— PROVIDED RECORDS —
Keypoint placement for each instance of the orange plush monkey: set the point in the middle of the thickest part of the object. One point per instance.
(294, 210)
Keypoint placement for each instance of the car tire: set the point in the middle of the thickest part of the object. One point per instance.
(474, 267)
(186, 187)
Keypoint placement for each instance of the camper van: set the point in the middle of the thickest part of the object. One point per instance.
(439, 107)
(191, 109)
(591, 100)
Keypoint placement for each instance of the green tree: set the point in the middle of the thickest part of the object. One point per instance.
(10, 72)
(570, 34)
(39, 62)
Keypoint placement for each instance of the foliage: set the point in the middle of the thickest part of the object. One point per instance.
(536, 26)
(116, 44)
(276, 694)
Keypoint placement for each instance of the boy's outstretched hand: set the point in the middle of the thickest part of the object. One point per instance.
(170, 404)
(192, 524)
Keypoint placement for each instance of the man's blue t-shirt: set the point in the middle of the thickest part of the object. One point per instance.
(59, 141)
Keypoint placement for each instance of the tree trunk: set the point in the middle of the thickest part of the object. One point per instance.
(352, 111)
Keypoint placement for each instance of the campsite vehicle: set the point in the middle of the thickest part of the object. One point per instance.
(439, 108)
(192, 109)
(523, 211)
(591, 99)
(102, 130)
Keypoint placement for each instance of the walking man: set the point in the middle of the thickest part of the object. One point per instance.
* * *
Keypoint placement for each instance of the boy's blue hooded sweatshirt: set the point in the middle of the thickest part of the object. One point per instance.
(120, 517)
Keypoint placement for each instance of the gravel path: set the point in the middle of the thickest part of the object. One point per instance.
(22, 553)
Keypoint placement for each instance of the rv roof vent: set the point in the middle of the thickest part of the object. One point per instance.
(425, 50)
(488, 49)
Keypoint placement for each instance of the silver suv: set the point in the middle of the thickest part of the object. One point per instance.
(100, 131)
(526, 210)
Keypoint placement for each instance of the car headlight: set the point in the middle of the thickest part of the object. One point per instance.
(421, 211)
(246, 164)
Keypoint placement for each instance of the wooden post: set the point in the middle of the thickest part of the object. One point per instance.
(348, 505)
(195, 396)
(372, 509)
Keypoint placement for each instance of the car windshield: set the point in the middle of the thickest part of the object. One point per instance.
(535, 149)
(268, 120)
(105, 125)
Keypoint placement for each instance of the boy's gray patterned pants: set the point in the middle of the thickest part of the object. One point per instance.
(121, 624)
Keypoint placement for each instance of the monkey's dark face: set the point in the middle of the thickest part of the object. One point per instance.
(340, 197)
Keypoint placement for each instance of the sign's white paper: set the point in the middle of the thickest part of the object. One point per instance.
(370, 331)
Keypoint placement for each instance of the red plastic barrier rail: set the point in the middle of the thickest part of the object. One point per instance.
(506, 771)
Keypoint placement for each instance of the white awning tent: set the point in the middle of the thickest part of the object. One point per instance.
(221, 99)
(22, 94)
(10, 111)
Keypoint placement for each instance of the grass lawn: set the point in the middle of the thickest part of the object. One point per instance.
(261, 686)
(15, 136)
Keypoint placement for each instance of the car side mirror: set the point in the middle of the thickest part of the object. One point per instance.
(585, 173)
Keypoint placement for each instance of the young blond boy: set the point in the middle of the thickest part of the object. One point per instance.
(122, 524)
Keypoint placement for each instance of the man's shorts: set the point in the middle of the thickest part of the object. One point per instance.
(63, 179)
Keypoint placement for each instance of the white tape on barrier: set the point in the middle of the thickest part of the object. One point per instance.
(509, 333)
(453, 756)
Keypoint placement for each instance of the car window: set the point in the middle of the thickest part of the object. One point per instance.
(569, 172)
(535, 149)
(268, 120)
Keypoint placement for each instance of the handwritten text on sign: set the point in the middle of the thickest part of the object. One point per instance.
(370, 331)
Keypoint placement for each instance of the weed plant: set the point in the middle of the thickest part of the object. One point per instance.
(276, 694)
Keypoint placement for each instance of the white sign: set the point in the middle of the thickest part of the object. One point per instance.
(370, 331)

— GOAL OF THE EXERCISE —
Using the data above, repeat exactly the lines that begin at the line with "Keypoint placement for each instance of the man's blue" and end at the line with "Keypoint placement for each instance of the walking", both ends included.

— ANSWER BELOW —
Keypoint placement for each instance of the man's blue t-shirt: set the point in the middle of the thickest part of the object. One point per instance.
(59, 141)
Keypoint placement for each instance of the tree trunk: set the point in the middle of the thickest part of the object. One point per instance.
(352, 111)
Keypoint placement for each instance of the campsite vehicle: set the point in the middle of the thickest part of the object. One point per instance.
(439, 108)
(192, 109)
(523, 211)
(591, 99)
(102, 130)
Keypoint placement for each instance of the walking man: set the point in the middle of the thickest part of the object. One point per instance.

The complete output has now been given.